EXERCISE DIRECTIONS:
Only certain lines below are wanted: those starting at the line containing "Where can the grass be" and ending at the line containing "Where can the grass lawn", both included, each retyped exactly.

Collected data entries
========================================
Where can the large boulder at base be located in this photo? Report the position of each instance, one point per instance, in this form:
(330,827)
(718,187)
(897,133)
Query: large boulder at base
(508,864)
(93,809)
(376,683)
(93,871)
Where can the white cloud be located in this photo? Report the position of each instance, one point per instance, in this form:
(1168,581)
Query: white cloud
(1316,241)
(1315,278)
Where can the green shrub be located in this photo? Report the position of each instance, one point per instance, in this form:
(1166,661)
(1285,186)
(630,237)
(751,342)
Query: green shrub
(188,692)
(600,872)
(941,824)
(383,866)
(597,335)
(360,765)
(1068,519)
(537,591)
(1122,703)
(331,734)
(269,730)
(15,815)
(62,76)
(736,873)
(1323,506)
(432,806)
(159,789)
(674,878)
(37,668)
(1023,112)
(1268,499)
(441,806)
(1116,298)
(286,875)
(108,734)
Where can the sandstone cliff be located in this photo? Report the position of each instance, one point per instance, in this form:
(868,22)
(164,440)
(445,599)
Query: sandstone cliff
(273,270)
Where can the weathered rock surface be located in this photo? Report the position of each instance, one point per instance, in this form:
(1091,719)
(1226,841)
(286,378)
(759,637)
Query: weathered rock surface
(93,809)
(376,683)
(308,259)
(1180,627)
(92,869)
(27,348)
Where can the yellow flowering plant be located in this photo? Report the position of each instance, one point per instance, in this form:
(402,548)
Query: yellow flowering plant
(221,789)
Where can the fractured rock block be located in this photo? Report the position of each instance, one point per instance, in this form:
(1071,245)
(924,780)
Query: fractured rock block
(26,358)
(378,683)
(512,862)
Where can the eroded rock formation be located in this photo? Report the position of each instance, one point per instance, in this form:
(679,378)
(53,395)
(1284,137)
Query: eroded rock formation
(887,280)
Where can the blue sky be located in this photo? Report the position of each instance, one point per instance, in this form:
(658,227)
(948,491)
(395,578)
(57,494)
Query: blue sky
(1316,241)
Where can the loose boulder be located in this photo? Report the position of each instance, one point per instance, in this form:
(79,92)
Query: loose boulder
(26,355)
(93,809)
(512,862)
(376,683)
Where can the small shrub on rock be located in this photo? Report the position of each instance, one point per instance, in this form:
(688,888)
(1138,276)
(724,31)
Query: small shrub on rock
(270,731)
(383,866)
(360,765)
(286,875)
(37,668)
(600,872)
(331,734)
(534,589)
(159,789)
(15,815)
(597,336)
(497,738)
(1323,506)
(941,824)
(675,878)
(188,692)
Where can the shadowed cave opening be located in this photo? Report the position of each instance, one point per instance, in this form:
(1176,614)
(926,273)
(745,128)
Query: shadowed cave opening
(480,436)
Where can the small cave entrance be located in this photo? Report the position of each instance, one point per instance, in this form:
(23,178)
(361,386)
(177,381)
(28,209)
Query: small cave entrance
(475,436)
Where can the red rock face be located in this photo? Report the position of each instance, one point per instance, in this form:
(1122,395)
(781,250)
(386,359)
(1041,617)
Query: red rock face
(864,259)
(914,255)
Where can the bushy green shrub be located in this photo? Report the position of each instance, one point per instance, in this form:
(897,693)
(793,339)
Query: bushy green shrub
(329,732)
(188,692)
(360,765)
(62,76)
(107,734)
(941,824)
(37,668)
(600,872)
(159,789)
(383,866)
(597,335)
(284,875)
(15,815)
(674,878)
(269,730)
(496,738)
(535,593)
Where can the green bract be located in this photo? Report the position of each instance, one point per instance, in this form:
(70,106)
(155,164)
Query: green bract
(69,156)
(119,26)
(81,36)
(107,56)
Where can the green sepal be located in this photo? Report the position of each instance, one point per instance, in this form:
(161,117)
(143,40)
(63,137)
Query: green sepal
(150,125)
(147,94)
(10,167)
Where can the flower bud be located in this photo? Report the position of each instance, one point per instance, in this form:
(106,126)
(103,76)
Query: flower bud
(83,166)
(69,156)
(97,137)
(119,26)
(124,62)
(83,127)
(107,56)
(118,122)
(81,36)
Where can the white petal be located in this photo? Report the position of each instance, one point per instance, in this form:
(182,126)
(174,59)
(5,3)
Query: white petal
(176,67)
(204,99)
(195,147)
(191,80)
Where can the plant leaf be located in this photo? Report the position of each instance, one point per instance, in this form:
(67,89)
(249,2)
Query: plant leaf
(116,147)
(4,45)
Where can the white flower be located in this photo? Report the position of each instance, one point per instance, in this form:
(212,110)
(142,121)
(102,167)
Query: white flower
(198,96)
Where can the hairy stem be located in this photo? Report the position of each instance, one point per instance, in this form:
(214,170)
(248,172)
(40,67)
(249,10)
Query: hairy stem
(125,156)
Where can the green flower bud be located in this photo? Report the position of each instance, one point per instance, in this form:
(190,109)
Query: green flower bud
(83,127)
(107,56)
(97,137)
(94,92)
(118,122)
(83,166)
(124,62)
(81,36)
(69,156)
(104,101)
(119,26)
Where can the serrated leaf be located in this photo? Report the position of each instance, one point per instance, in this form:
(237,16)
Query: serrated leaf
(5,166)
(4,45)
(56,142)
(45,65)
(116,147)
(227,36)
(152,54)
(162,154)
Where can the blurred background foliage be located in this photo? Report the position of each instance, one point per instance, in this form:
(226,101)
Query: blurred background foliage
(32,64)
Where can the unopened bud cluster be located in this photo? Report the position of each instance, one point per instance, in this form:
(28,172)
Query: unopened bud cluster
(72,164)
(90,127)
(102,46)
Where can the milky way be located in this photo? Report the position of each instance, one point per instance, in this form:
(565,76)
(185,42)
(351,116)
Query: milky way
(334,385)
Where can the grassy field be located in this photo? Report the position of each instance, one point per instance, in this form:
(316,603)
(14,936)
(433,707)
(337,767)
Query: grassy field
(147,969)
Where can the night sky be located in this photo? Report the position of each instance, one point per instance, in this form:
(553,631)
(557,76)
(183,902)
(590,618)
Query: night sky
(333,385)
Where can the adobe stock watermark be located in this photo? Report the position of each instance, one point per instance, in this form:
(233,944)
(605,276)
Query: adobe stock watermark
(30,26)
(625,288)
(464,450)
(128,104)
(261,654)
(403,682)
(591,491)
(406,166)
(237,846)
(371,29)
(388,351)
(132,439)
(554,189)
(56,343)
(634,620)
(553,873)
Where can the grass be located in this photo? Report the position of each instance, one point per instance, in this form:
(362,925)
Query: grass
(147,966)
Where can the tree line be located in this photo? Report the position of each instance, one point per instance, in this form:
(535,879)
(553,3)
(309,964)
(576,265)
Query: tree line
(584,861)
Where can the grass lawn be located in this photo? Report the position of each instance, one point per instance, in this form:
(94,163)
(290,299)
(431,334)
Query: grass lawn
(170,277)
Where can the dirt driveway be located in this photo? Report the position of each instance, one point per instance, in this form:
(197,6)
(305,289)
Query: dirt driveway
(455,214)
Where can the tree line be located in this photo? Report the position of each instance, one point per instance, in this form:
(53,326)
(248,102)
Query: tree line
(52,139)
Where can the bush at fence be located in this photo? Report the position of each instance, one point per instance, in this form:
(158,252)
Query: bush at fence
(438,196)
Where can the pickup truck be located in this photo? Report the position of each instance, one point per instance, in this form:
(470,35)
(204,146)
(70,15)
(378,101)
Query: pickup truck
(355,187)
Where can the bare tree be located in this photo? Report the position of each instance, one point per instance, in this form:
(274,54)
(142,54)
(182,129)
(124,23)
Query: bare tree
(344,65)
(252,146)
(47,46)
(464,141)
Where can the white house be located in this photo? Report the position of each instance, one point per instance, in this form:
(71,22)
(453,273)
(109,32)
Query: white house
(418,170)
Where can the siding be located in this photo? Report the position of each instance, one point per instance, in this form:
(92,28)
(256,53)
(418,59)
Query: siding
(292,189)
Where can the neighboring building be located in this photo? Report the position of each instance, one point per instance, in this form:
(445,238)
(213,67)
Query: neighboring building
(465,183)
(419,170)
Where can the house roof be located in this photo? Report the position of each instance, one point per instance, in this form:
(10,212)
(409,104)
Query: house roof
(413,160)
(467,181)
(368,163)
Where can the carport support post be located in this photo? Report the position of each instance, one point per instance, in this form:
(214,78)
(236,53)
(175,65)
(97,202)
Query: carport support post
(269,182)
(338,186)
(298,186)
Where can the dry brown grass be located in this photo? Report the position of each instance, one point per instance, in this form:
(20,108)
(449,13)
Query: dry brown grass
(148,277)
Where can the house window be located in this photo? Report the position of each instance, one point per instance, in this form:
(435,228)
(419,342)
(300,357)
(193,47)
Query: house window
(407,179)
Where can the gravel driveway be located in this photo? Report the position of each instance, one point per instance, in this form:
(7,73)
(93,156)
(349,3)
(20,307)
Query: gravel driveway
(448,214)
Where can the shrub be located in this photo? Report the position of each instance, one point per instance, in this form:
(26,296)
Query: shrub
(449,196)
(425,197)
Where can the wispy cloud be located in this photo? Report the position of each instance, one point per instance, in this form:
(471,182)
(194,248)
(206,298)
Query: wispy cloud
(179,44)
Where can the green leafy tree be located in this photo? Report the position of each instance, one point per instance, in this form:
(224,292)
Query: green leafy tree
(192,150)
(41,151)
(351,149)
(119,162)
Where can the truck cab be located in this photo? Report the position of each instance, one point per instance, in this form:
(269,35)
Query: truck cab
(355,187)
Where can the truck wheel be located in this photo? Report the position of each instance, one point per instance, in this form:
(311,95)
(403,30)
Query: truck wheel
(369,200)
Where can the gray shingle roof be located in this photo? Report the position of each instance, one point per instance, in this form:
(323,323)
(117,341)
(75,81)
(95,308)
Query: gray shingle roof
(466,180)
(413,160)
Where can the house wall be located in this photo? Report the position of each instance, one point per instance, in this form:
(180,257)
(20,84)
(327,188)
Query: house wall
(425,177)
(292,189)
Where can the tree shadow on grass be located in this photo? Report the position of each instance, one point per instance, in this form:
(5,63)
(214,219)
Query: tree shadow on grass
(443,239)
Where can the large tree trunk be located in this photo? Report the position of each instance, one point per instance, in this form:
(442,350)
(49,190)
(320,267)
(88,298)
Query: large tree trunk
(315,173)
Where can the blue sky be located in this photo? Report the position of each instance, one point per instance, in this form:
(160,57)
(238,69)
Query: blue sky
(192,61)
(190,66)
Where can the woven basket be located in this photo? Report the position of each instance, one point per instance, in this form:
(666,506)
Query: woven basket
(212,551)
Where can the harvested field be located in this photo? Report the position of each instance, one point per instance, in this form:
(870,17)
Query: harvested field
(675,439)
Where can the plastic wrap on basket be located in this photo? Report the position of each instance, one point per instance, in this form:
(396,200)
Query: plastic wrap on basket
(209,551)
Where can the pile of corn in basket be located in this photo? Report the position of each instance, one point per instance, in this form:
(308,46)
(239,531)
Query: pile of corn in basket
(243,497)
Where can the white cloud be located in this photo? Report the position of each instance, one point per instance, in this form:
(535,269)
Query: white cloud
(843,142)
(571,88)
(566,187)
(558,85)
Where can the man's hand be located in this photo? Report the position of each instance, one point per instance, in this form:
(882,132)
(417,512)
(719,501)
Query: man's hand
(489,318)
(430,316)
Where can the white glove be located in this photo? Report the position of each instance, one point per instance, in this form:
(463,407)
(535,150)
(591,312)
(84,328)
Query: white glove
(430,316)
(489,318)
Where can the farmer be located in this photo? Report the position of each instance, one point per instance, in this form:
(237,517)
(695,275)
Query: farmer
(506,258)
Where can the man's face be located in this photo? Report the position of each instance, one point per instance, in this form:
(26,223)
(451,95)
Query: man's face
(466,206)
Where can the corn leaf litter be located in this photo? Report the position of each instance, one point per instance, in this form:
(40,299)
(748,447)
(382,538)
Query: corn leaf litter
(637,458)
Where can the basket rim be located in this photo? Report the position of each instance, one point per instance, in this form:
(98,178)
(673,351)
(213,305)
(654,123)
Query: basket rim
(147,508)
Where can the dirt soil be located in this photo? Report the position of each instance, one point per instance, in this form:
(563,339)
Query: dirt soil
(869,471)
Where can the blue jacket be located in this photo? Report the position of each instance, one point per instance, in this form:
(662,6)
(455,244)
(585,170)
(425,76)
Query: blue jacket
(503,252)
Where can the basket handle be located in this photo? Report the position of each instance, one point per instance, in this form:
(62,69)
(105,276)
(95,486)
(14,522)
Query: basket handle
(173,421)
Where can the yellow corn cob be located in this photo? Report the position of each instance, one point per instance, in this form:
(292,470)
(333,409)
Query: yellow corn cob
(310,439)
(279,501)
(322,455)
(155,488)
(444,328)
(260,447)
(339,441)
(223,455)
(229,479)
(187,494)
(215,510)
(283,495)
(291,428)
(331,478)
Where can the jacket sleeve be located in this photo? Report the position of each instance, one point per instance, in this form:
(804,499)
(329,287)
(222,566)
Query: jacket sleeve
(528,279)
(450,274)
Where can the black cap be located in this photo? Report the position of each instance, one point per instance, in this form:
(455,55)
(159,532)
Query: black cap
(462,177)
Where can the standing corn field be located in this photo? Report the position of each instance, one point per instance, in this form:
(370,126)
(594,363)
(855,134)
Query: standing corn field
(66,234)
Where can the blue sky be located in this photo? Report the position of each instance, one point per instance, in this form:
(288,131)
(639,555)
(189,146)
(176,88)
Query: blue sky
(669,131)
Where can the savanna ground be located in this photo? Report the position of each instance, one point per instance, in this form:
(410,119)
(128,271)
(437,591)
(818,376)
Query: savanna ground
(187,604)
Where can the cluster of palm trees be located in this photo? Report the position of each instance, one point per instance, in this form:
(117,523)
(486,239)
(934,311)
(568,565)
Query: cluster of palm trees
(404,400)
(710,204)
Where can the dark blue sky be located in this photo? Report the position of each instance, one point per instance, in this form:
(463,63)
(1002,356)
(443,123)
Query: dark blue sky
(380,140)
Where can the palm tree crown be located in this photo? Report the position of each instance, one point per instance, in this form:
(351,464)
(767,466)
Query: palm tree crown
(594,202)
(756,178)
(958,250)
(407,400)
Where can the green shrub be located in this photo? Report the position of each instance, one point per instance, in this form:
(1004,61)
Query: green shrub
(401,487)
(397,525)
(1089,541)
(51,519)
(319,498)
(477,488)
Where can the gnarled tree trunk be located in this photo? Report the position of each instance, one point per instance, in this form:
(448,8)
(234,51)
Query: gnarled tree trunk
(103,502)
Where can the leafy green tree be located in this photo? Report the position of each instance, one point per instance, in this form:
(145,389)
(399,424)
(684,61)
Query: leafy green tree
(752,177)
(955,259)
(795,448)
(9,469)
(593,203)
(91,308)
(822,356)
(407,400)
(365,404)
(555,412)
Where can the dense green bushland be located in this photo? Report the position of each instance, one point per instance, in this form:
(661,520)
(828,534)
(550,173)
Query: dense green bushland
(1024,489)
========================================
COMPLETED EXERCISE:
Where can the grass be located in this photo? Report the position of each instance, one point per instance, in this form:
(362,925)
Query: grass
(147,966)
Where can the tree line be located in this photo? Report the position of each instance, one point per instance, in this form:
(535,879)
(553,3)
(309,964)
(576,265)
Query: tree line
(584,861)
Where can the grass lawn be located in this photo? Report the position of each instance, one point per instance, in this form:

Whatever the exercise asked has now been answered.